--- Start of Data records ---

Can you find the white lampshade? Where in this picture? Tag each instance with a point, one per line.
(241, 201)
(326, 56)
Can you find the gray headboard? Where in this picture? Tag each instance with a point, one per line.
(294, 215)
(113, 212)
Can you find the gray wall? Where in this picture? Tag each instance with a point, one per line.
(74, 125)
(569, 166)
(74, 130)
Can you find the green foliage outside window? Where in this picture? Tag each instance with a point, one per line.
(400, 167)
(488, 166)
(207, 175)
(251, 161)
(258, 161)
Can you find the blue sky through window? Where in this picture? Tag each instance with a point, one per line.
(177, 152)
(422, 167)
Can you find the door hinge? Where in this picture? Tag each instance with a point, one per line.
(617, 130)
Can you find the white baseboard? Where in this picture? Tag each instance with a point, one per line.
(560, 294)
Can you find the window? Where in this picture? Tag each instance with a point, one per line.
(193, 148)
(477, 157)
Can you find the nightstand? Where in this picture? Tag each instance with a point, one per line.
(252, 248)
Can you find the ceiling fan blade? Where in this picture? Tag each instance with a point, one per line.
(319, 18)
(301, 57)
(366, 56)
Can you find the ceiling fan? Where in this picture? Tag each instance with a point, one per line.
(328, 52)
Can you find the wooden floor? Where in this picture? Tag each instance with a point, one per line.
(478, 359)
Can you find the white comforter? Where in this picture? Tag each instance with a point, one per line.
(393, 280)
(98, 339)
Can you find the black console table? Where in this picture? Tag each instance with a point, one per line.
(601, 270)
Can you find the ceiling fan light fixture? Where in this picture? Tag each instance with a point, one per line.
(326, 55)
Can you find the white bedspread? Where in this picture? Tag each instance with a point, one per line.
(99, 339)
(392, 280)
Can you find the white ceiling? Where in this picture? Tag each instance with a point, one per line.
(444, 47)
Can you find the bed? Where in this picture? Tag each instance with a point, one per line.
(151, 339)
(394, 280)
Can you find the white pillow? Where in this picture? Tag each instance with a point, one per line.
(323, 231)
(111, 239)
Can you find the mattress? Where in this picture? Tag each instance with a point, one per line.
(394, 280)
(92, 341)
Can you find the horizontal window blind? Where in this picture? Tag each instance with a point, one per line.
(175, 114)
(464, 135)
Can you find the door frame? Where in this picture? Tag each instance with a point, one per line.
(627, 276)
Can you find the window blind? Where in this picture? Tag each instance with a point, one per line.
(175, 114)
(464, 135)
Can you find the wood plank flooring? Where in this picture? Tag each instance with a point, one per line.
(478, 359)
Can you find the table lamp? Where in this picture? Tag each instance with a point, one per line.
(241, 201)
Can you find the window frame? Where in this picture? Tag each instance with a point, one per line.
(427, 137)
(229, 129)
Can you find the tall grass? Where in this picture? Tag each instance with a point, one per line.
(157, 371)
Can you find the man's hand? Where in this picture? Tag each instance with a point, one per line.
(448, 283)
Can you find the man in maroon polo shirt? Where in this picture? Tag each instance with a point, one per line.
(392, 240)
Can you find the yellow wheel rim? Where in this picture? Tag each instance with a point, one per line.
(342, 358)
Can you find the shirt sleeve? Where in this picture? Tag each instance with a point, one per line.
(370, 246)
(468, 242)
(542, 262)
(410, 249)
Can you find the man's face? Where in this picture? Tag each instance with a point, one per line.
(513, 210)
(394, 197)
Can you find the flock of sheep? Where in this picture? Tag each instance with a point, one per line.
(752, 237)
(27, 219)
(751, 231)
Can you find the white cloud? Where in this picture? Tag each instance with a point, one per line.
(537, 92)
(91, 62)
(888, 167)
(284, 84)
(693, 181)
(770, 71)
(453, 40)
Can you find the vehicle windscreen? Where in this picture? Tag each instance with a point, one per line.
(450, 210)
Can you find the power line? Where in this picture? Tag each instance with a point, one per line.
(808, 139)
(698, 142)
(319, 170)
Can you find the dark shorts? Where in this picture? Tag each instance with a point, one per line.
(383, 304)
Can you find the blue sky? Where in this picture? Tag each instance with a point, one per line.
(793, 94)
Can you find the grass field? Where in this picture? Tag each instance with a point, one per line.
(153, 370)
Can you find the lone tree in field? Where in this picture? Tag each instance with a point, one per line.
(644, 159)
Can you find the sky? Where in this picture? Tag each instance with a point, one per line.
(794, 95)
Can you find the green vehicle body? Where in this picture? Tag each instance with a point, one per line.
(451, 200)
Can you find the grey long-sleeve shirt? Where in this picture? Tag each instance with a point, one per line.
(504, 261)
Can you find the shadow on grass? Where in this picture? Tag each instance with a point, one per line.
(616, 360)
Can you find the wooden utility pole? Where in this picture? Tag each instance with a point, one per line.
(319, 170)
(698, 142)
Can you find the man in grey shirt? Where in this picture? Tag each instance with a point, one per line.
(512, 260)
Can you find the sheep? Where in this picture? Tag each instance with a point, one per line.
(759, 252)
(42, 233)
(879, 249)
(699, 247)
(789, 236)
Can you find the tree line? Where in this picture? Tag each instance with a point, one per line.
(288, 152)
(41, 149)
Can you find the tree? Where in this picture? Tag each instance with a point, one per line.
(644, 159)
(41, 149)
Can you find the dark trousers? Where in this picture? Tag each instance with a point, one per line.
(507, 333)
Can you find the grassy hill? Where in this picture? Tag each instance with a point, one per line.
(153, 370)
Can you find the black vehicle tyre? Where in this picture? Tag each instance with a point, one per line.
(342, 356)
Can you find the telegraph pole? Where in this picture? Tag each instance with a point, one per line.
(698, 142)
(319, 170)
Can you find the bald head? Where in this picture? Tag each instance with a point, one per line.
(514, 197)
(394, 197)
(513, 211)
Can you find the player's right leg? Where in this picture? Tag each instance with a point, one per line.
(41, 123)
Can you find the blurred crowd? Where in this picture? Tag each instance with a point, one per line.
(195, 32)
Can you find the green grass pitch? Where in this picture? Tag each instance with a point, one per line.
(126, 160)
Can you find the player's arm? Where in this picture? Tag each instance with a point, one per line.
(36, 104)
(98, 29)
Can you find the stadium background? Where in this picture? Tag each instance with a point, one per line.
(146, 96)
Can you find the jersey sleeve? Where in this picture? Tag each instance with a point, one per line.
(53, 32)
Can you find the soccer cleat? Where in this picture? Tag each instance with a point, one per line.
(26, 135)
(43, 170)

--- End of Data records ---
--- Start of Data records ---

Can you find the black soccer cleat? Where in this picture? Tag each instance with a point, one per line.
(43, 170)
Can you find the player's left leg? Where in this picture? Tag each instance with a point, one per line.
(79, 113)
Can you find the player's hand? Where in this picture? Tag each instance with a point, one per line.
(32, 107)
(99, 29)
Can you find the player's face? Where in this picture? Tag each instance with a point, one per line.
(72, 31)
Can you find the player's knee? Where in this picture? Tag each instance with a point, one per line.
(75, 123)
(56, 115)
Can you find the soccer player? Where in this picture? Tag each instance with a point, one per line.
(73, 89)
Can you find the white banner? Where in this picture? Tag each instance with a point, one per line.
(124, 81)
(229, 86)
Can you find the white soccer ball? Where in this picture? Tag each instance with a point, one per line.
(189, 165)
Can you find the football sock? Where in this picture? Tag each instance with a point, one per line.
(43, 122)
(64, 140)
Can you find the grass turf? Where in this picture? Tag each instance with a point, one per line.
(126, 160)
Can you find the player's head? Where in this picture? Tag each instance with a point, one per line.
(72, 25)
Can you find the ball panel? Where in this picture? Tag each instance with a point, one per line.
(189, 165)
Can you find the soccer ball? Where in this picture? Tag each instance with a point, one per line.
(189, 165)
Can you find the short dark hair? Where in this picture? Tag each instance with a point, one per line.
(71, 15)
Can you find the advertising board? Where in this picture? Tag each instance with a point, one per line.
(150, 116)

--- End of Data records ---

**Job:**
Please list every line in the material above that contains the word "shirt".

**Result for this exercise:**
Can you find the man in maroon polo shirt? Where in this picture? Tag each instance with a point, one per line.
Can you find the shirt sleeve? Where in this picture? Tag each instance with a point, one per line.
Can you find the grey long-sleeve shirt? Where in this picture? Tag each instance with a point, one per line.
Can you find the man in grey shirt? Where in this picture? Tag each instance with a point, one per line.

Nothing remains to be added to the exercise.